CONSIGNE DONNÉE A ▸ Recopiez à l'identique le passage de la chronique qui va de « < dimanche 15 » jusqu'à « dans notre région. ».

━━━━━ EXTRAIT DU TEXTE

Pour une promotion pérenne du français :
à quand des semaines d'une année ?

< dimanche 15 mars 2009 >
Chronique

Voilà revenu le temps de la « Semaine de la langue française », comme des dix mots qui, du 16 au 23 mars, selon une formule désormais parfaitement rodée — n'en est-on pas à la quatorzième édition ? —, serviront de fils conducteurs à nombre de manifestations culturelles (et néanmoins festives) dans l'Hexagone, autant que dans notre région.

Parmi ces « mots pour demain », censés illustrer la capacité de notre idiome à relever les défis de l'avenir, comment pourrions-nous cacher notre faible pour pérenne ? Il est tellement rare qu'un mot aussi ancien — qui oubliera jamais la « branloire pérenne » à laquelle Montaigne comparait notre univers en perpétuel mouvement ? — puisse s'enorgueillir d'une nouvelle jeunesse ! L'adjectif, qui a connu une véritable traversée du désert pendant plusieurs siècles, apparaissant même comme le parent pauvre d'une famille au sein de laquelle le nom pérennité et le verbe pérenniser tiraient autrement leur épingle du jeu linguistique, semble bien en effet, à l'occasion d'un de ces retours de flamme comme il ne peut en exister que dans la langue, être redevenu ces dernières années le chouchou des médias. On a même cru, naguère, entendre un candidat à la présidence de la République — et non des moindres — en user lors d'un débat télévisé, quitte à le masculiniser de singulière façon et à évoquer « le financement péren (sic) de nos régimes de retraite ». (Puisqu'il s'agit là d'un barbarisme, l'orthographe ci-dessus proposée ne saurait être qu'arbitraire mais ce qui est sûr, c'est que le mot fut prononcé comme s'il rimait avec la poudre de perlimpinpin, usuelle, il est vrai, en période électorale !) Les fiches que lui avaient préparées ses collaborateurs ne précisaient sans doute pas que l'adjectif était épicène, c'est-à-dire que, comme pécuniaire, il avait une forme identique aux deux genres !

━━━━━━━━━━
━━━━━ DONNÉES FOURNIES

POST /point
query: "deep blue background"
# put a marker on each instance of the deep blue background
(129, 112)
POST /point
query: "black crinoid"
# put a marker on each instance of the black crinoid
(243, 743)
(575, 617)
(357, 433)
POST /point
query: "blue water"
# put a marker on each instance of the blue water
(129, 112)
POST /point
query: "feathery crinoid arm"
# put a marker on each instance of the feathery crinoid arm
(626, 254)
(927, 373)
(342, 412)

━━━━━━━━━━
━━━━━ DONNÉES FOURNIES

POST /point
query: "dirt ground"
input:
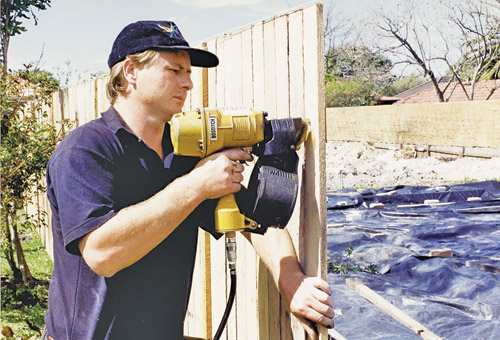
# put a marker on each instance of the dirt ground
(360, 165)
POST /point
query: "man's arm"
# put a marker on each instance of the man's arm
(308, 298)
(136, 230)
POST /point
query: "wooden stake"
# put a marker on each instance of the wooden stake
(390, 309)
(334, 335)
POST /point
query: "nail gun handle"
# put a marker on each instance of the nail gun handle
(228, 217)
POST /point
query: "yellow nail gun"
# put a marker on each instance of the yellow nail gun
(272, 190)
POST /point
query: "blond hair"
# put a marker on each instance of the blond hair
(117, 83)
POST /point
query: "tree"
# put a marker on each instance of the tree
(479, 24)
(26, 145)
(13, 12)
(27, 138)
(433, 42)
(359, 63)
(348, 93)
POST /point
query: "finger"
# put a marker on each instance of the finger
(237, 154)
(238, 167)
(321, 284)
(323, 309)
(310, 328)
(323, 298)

━━━━━━━━━━

CONSIGNE DONNÉE B ▸ Relevez toutes les lignes des entrées ci-dessus qui contiennent la chaîne « finger », en tenant compte de la casse.

RÉPONSE FINALE A ▸
< dimanche 15 mars 2009 >
Chronique

Voilà revenu le temps de la « Semaine de la langue française », comme des dix mots qui, du 16 au 23 mars, selon une formule désormais parfaitement rodée — n'en est-on pas à la quatorzième édition ? —, serviront de fils conducteurs à nombre de manifestations culturelles (et néanmoins festives) dans l'Hexagone, autant que dans notre région.

RÉPONSE FINALE B ▸
query: "finger"
# put a marker on each instance of the finger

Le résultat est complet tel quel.